Work instruction
Go through the data below. Pull out every line that has the word "each".

Referring expression pointing data
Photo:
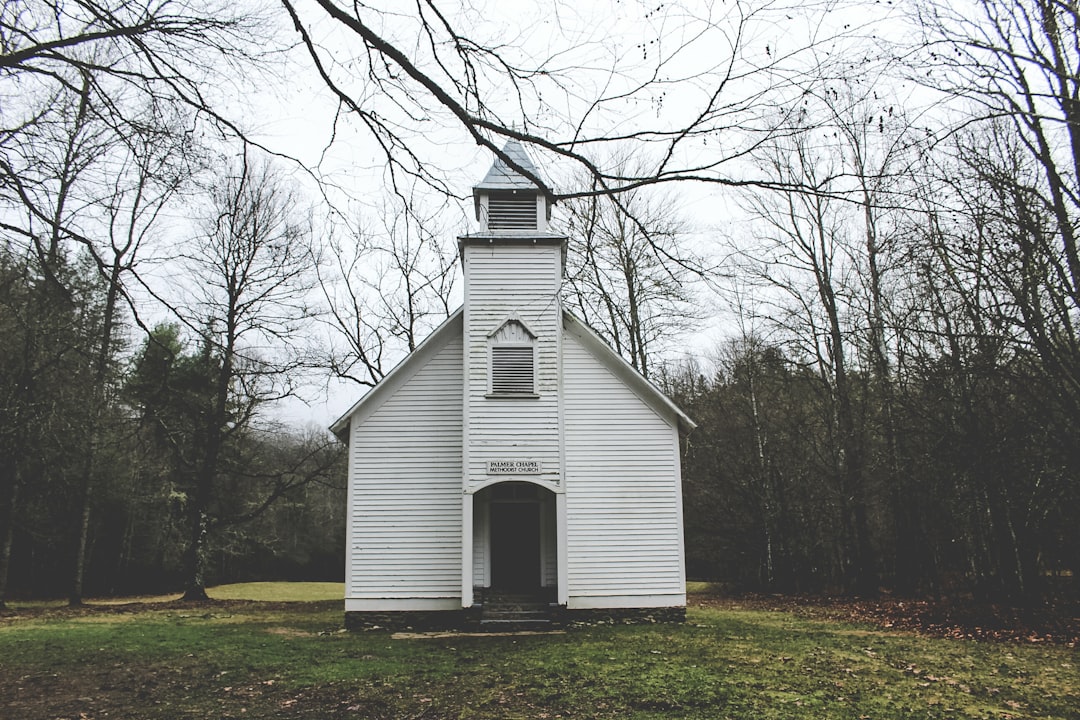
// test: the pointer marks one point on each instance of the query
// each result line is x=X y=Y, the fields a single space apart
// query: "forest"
x=841 y=236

Solution for this problem
// test: the pointer marks one point on each instance of the query
// each result line is x=X y=Y, the fields a single space apart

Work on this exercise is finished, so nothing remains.